| What is needed |
Report the number of lines in the data where the word "facade" appears, and add no other text.

Point localization data
——————————
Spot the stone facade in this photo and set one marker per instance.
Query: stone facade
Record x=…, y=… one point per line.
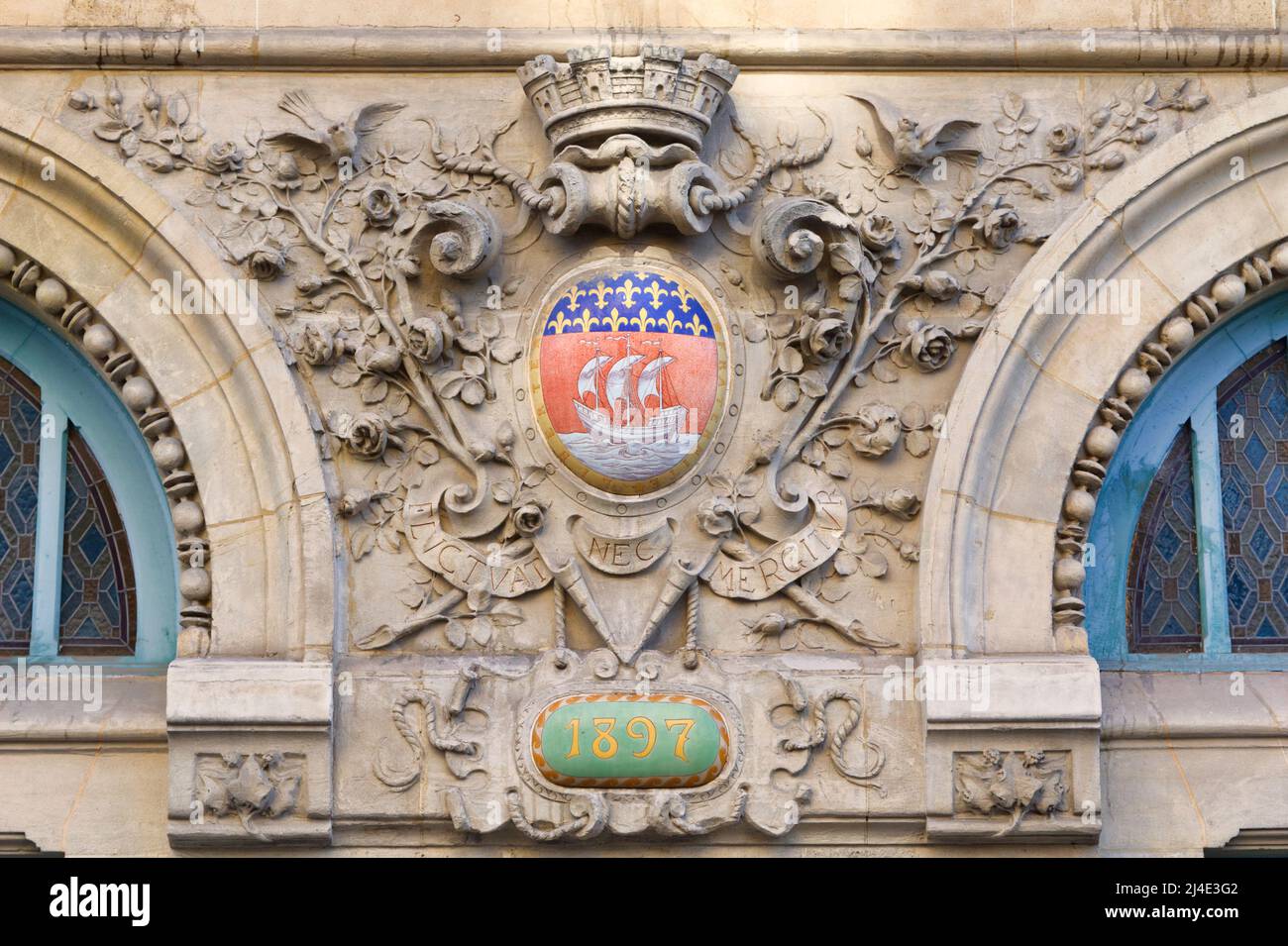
x=822, y=239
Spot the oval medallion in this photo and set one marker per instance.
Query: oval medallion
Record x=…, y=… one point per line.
x=627, y=740
x=629, y=374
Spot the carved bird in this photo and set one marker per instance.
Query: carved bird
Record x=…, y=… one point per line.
x=915, y=146
x=338, y=138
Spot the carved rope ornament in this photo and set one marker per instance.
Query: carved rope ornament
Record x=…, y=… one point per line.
x=89, y=332
x=1253, y=275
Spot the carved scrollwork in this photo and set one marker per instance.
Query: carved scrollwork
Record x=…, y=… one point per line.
x=790, y=236
x=464, y=239
x=463, y=755
x=816, y=734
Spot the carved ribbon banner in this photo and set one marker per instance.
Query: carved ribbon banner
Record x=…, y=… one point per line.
x=511, y=575
x=621, y=555
x=765, y=575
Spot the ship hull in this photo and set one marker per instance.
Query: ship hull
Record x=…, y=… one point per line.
x=664, y=426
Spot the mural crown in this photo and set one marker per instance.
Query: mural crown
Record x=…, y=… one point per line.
x=657, y=94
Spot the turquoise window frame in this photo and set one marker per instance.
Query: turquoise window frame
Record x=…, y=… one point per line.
x=1186, y=392
x=72, y=391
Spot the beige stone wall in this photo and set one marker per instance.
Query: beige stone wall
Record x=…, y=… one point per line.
x=1146, y=760
x=626, y=16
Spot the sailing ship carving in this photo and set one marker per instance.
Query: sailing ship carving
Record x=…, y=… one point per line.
x=605, y=422
x=626, y=400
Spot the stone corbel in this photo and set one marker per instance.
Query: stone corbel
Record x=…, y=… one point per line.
x=1013, y=749
x=250, y=752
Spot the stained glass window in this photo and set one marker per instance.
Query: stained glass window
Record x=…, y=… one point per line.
x=90, y=575
x=20, y=446
x=1209, y=566
x=1252, y=405
x=1163, y=577
x=97, y=602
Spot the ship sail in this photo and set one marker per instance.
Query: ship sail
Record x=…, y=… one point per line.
x=651, y=376
x=589, y=372
x=614, y=385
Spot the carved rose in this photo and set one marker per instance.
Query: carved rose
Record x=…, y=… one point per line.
x=380, y=203
x=716, y=515
x=384, y=360
x=528, y=517
x=940, y=286
x=353, y=502
x=1000, y=228
x=927, y=347
x=877, y=232
x=224, y=156
x=429, y=336
x=902, y=503
x=368, y=435
x=828, y=339
x=287, y=176
x=266, y=262
x=1063, y=138
x=876, y=430
x=769, y=624
x=318, y=344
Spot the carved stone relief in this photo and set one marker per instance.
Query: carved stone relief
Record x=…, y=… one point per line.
x=635, y=430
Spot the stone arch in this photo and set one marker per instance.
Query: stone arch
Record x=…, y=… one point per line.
x=244, y=425
x=1202, y=209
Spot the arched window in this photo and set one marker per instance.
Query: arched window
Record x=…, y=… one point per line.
x=1188, y=551
x=86, y=553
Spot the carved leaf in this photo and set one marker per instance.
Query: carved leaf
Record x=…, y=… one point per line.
x=917, y=443
x=874, y=564
x=456, y=633
x=362, y=541
x=505, y=351
x=346, y=374
x=786, y=394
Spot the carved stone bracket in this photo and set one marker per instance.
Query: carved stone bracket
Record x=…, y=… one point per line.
x=1014, y=756
x=250, y=752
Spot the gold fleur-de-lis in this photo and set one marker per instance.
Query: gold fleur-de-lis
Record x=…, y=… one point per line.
x=562, y=322
x=574, y=296
x=656, y=292
x=643, y=322
x=601, y=292
x=614, y=321
x=684, y=296
x=627, y=291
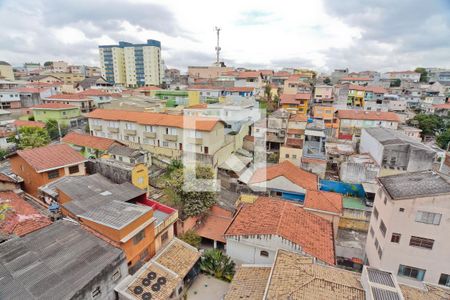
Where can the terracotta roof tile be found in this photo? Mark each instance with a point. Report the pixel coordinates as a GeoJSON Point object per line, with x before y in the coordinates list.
{"type": "Point", "coordinates": [23, 123]}
{"type": "Point", "coordinates": [51, 157]}
{"type": "Point", "coordinates": [158, 119]}
{"type": "Point", "coordinates": [249, 283]}
{"type": "Point", "coordinates": [368, 115]}
{"type": "Point", "coordinates": [53, 106]}
{"type": "Point", "coordinates": [89, 141]}
{"type": "Point", "coordinates": [288, 170]}
{"type": "Point", "coordinates": [21, 217]}
{"type": "Point", "coordinates": [272, 216]}
{"type": "Point", "coordinates": [324, 201]}
{"type": "Point", "coordinates": [215, 224]}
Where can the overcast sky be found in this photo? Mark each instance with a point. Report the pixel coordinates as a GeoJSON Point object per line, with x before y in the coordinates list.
{"type": "Point", "coordinates": [359, 34]}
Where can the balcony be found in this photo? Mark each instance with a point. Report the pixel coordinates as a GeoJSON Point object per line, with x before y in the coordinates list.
{"type": "Point", "coordinates": [170, 137]}
{"type": "Point", "coordinates": [150, 135]}
{"type": "Point", "coordinates": [113, 129]}
{"type": "Point", "coordinates": [129, 132]}
{"type": "Point", "coordinates": [196, 141]}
——————————
| Expected answer |
2